- **Set problem 1**
Three questions on the Clear Fork Reservoir thread:
(a) On what day of the week did bigbass201 fish the lake?
(b) At what depth did bigbass201 see the deeper weeds this time?
(c) Which lake does bigbass201 say he would really like to get over to?
- **Set problem 2**
In the Clear Fork Reservoir thread, rewrite the stretch from "# Clear Fork" through "of the day." and change "jerkbait" to "swimbait".

- **Text to read**

# Clear Fork Reservoir Fishing



## bigbass201 (Oct 26, 2015)

I made my way down to Clear Fork Reservoir. It's been quite a while since I last fished there. I've always loved fishing that lake. It seems like it's getting a lot of pressure. I fished it on a Monday and had plenty of company out there on the lake. I was able to piece a couple things together before the heat got to me. I ended up catching some on topwater, bladed jig, jerkbait, and crankbait. The fishing was better than I expected given the amount of fishing pressure it seemed to be getting. It was good to see some weeds on the lake too!
Click the link if you would like to see the video of the day.


----------



## 3DFishing (Sep 19, 2014)

So is the algae bloom now under control? Last two years make it impossible to fish. They were treating it heavy, but many said it was killing weeds, too. Nice to hear some are back.


----------



## rickerd (Jul 16, 2008)

great video guys.
thank you for sharing.


----------



## bigbass201 (Oct 26, 2015)

3DFishing said:


> So is the algae bloom now under control? Last two years make it impossible to fish. They were treating it heavy, but many said it was killing weeds, too. Nice to hear some are back.


I didn't see any bad areas with algae. I know it was void of weeds last time I was there. This time there were some deeper weeds in 6 to 8 foot. Down by the ramp a couple years ago where that inlet creek comes in was really bad with algae. I didn't see any by the ramp this trip.


----------



## bigbass201 (Oct 26, 2015)

rickerd said:


> great video guys.
> thank you for sharing.


Thanks bud. You been out much this year? I would really like to get over to Mosquito Creek. I hear that is a real good bass lake.


----------



## 3DFishing (Sep 19, 2014)

Thanks. It might be worth the hour drive again. Nice video BTW. Always loved being out there!


----------



## bigbass201 (Oct 26, 2015)

3DFishing said:


> Thanks. It might be worth the hour drive again. Nice video BTW. Always loved being out there!


Thanks man. Let us know how you do.


----------

- **Provided material**
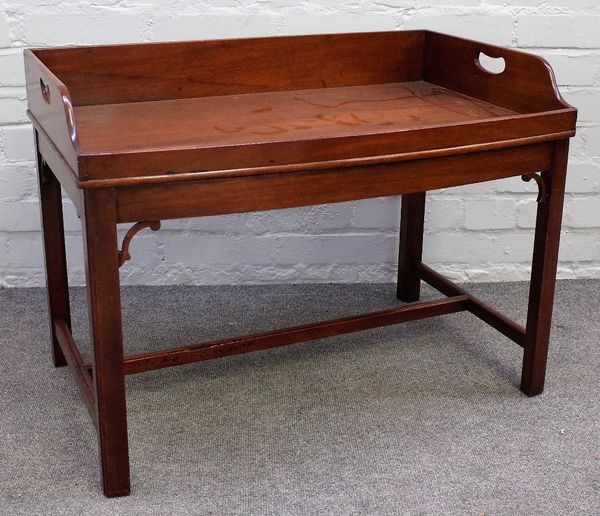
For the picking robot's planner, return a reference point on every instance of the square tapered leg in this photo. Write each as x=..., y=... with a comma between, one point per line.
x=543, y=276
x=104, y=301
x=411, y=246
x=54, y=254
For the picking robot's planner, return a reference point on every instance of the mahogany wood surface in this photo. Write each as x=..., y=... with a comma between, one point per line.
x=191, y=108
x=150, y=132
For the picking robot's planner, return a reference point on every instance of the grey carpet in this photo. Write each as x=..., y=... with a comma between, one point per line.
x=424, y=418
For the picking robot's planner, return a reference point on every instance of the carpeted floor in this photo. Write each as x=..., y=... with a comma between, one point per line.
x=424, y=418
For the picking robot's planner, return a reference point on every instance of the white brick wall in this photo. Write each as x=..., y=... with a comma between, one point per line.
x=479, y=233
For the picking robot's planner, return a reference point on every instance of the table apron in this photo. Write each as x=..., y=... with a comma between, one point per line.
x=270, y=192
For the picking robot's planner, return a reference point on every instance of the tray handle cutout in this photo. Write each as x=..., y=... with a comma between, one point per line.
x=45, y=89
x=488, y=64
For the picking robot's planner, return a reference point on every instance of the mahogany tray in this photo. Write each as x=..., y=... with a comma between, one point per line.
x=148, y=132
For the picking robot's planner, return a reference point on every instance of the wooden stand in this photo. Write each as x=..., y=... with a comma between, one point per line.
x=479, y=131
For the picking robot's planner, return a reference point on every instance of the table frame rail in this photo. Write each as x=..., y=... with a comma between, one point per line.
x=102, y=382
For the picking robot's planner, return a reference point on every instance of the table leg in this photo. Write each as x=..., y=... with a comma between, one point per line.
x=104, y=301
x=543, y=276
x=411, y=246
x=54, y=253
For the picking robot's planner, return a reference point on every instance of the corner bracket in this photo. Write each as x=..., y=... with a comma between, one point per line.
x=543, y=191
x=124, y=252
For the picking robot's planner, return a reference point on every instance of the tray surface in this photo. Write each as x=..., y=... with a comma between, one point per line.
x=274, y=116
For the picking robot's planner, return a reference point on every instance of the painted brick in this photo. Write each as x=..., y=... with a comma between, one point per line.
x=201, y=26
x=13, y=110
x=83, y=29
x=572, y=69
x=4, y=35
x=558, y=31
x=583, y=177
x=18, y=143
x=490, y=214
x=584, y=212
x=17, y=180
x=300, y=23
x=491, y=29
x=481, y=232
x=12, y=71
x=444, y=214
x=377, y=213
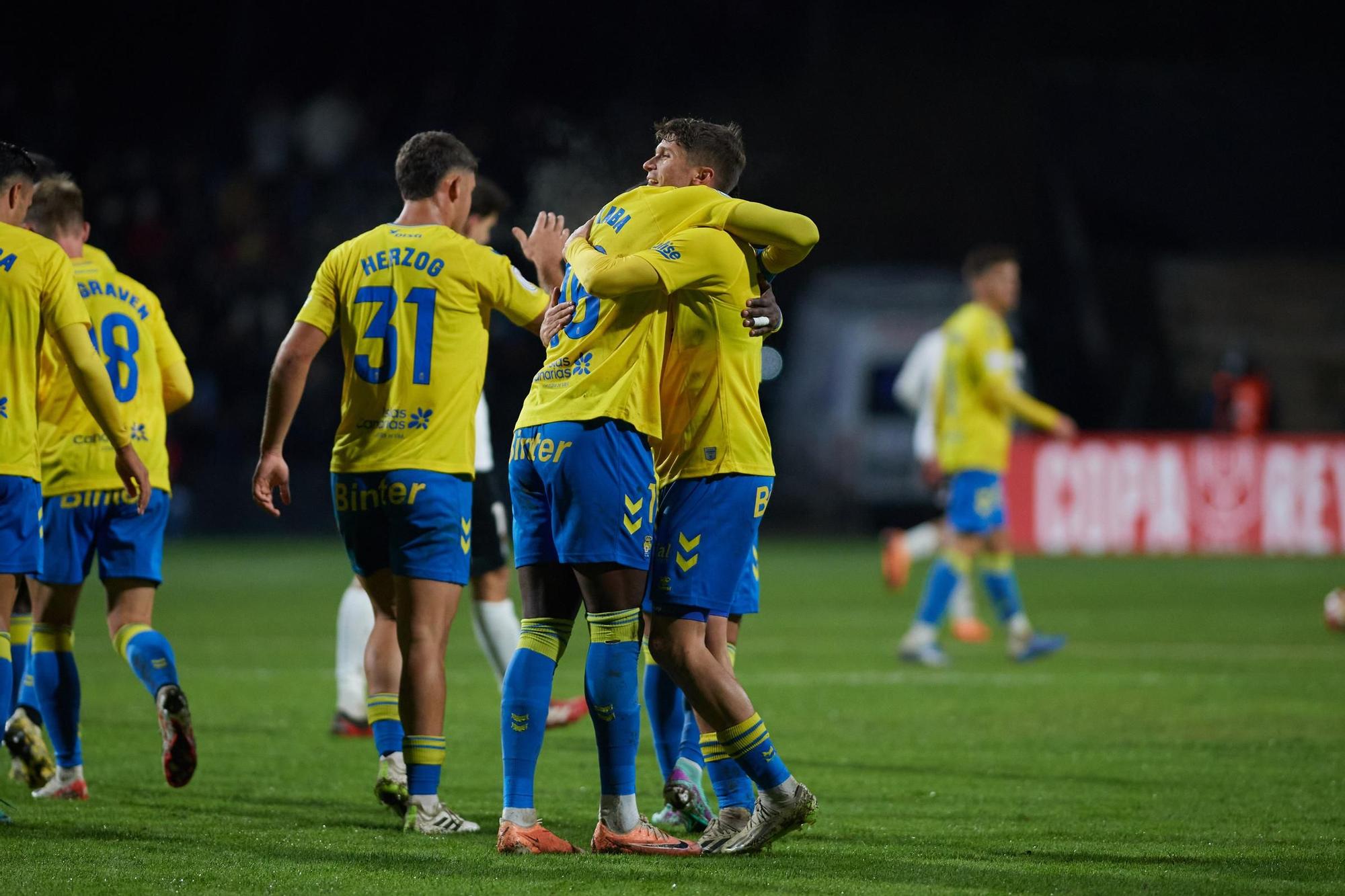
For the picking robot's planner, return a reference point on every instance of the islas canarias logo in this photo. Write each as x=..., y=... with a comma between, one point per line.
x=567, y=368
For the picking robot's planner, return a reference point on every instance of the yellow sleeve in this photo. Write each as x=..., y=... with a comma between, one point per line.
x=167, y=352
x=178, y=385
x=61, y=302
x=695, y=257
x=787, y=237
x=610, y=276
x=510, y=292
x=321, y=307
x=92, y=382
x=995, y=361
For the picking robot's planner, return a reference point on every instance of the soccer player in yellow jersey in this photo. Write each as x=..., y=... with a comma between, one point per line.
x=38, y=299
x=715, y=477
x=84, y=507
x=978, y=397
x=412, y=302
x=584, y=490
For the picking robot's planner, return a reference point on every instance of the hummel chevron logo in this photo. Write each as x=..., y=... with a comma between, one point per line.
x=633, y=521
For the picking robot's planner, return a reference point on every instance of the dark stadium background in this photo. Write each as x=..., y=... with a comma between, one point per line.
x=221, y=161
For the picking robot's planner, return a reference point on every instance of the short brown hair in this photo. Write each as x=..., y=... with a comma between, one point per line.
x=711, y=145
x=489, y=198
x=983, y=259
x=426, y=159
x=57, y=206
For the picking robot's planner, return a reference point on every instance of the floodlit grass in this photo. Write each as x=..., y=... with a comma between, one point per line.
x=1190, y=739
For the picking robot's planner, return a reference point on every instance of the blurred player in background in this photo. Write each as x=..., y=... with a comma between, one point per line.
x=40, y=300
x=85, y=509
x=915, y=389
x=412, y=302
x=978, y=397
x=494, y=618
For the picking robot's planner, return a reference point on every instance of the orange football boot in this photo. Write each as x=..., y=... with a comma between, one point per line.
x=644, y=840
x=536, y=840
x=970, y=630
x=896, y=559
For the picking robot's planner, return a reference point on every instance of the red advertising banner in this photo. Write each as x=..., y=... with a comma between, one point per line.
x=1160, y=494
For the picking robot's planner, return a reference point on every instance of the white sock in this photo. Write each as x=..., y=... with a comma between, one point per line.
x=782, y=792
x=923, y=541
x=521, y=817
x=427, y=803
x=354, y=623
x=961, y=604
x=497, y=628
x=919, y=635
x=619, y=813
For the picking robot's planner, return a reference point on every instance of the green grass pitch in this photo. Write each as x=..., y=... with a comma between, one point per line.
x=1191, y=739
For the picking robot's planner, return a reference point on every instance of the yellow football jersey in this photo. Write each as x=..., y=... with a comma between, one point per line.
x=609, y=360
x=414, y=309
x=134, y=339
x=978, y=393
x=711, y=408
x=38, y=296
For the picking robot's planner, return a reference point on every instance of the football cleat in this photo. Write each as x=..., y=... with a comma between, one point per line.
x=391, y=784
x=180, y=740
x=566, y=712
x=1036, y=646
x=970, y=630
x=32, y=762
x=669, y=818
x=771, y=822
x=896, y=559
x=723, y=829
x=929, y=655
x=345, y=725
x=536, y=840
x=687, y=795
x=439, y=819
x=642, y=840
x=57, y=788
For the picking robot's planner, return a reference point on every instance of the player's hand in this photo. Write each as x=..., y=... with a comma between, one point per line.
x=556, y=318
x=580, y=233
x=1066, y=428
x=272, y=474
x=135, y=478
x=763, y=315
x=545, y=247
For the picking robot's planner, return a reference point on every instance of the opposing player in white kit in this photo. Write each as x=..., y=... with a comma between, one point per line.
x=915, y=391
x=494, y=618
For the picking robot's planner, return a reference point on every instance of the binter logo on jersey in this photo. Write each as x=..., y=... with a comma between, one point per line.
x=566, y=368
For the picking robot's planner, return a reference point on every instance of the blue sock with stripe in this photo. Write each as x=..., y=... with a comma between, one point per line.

---

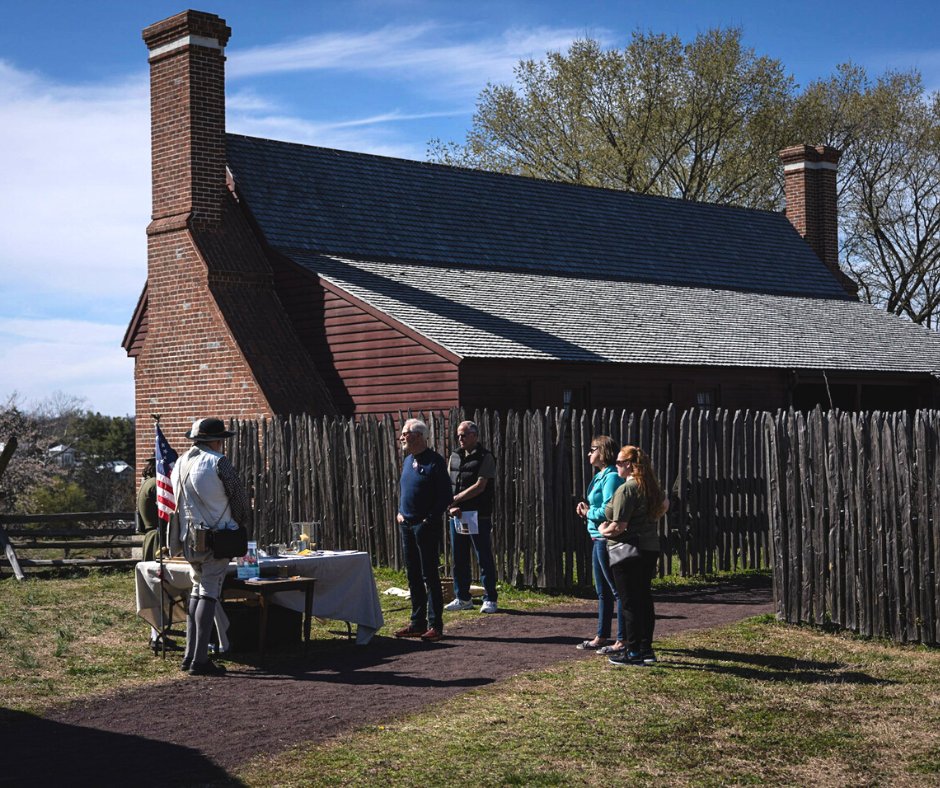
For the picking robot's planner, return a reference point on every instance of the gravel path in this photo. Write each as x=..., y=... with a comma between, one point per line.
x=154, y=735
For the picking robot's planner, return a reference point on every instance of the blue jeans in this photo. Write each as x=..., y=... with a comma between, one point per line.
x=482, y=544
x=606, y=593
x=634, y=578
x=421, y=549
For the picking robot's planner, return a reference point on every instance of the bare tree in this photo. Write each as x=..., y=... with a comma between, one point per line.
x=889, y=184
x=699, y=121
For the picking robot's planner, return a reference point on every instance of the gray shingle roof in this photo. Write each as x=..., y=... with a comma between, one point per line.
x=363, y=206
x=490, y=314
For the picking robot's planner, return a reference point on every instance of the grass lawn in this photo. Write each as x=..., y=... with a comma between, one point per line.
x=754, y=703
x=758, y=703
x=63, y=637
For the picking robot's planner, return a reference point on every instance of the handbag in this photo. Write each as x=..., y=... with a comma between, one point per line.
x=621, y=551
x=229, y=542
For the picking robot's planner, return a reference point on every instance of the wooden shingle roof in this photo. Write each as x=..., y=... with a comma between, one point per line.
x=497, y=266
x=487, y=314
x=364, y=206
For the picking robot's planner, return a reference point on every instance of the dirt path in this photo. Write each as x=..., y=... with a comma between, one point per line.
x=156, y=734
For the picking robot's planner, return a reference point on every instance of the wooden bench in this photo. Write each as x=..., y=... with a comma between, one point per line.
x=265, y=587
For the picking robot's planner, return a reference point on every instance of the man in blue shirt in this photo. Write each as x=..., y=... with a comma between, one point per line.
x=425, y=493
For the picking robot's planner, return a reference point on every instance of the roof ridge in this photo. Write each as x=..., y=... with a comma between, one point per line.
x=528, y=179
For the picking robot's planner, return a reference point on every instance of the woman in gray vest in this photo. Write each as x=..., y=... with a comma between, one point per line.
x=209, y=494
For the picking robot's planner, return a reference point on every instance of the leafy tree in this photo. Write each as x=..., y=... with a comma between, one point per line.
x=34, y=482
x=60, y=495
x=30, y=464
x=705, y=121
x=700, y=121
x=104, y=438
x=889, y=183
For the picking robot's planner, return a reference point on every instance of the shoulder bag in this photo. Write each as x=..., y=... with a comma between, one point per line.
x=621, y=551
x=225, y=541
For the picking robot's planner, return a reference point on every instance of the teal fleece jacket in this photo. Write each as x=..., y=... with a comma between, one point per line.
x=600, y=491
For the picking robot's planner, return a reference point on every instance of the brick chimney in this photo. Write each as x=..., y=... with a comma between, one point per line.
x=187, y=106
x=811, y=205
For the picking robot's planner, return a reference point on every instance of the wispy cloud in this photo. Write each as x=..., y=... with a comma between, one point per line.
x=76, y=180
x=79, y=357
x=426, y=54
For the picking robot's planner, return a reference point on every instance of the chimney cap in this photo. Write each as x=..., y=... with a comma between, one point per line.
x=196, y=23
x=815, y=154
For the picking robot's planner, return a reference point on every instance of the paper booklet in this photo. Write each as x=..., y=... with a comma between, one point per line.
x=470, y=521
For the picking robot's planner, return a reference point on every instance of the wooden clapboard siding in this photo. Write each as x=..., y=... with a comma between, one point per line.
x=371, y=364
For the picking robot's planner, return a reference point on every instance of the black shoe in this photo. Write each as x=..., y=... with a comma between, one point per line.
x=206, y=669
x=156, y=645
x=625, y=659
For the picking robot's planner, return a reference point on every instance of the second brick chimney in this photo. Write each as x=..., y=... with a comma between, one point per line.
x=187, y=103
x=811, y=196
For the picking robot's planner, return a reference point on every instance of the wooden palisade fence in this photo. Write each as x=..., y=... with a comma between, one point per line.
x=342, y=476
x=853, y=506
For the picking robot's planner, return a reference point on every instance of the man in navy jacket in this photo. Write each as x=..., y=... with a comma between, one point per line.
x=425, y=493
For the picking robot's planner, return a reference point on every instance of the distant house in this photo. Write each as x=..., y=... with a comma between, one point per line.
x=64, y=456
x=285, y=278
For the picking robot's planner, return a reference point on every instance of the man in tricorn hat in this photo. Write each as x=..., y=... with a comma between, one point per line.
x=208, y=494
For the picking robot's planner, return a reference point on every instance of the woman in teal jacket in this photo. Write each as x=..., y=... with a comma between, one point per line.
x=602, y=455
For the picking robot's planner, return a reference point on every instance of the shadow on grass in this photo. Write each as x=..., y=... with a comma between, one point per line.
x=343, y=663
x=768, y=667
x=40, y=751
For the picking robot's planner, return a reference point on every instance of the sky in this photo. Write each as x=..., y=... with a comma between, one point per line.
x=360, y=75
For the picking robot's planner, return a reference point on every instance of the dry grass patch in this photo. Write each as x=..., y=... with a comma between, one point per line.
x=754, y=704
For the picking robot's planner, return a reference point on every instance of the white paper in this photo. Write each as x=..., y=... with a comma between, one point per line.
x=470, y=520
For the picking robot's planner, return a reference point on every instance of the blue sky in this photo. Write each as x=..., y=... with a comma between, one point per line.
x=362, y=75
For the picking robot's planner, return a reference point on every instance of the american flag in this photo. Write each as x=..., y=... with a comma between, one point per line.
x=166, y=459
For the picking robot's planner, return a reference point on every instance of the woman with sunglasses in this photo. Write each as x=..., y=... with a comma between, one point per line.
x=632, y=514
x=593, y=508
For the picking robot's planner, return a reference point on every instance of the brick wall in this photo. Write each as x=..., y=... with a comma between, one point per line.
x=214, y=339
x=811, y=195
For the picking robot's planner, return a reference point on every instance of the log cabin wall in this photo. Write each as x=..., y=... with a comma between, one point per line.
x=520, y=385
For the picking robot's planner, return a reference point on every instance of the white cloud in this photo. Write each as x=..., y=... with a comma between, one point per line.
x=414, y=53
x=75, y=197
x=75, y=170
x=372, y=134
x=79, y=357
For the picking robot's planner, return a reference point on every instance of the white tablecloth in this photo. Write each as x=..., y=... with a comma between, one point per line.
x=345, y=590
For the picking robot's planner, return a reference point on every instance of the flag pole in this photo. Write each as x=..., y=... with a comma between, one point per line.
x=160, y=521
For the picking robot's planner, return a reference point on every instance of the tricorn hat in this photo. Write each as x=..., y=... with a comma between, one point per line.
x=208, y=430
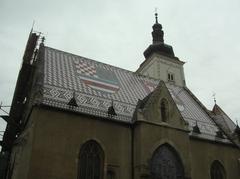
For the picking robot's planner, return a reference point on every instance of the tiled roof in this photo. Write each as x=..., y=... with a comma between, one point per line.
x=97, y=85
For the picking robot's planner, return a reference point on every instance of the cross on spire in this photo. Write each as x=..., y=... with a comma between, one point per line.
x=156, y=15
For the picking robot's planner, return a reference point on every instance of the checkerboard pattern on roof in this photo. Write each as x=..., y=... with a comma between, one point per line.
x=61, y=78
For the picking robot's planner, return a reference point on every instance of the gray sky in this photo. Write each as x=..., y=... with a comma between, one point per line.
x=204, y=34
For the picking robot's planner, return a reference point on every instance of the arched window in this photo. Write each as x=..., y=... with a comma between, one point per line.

- **Full response 1**
(a) Monday
(b) 6 to 8 foot
(c) Mosquito Creek

- **Full response 2**
# Clear Fork Reservoir Fishing



## bigbass201 (Oct 26, 2015)

I made my way down to Clear Fork Reservoir. It's been quite a while since I last fished there. I've always loved fishing that lake. It seems like it's getting a lot of pressure. I fished it on a Monday and had plenty of company out there on the lake. I was able to piece a couple things together before the heat got to me. I ended up catching some on topwater, bladed jig, swimbait, and crankbait. The fishing was better than I expected given the amount of fishing pressure it seemed to be getting. It was good to see some weeds on the lake too!
Click the link if you would like to see the video of the day.